─── DOCUMENT SEGMENT ───
Understanding the Kalman Filter
====================================

Think of the Kalman Filter like a smart guesser 🤖.

At each step, it:
1. Predicts what will happen next.
2. Checks what *actually* happened (the measurement).
3. Adjusts its guess based on how wrong it was.

We do this using a bit of matrix magic — here's how it works:

Step 1: Predict (What do we *think* will happen?)

.. math::

    \hat{x}_{k|k-1} = F \cdot \hat{x}_{k-1|k-1}

    P_{k|k-1} = F \cdot P_{k-1|k-1} \cdot F^\top + Q

- :math:`\hat{x}_{k|k-1}` is our predicted state at time `k`.
- :math:`F` is the state transition matrix.
- :math:`P_{k|k-1}` is the predicted uncertainty (covariance).
- :math:`Q` is the process noise — how much we think the system can change randomly.

Step 2: Update (What did we *actually* see?)
─── DATASET ───
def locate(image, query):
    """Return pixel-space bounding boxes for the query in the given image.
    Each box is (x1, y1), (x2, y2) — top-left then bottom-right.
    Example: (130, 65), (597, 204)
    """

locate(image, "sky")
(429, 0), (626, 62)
───
WRITTEN TASK A >> Repeat the stretch of the Kalman Filter explanation above from "Think of the" through "happened (the measurement).".
WRITTEN TASK B >> In the Kalman Filter explanation above, what does the symbol Q stand for?

FULL ANSWER A >>
Think of the Kalman Filter like a smart guesser 🤖.

At each step, it:
1. Predicts what will happen next.
2. Checks what *actually* happened (the measurement).

FULL ANSWER B >> Q is the process noise: how much we think the system can change randomly.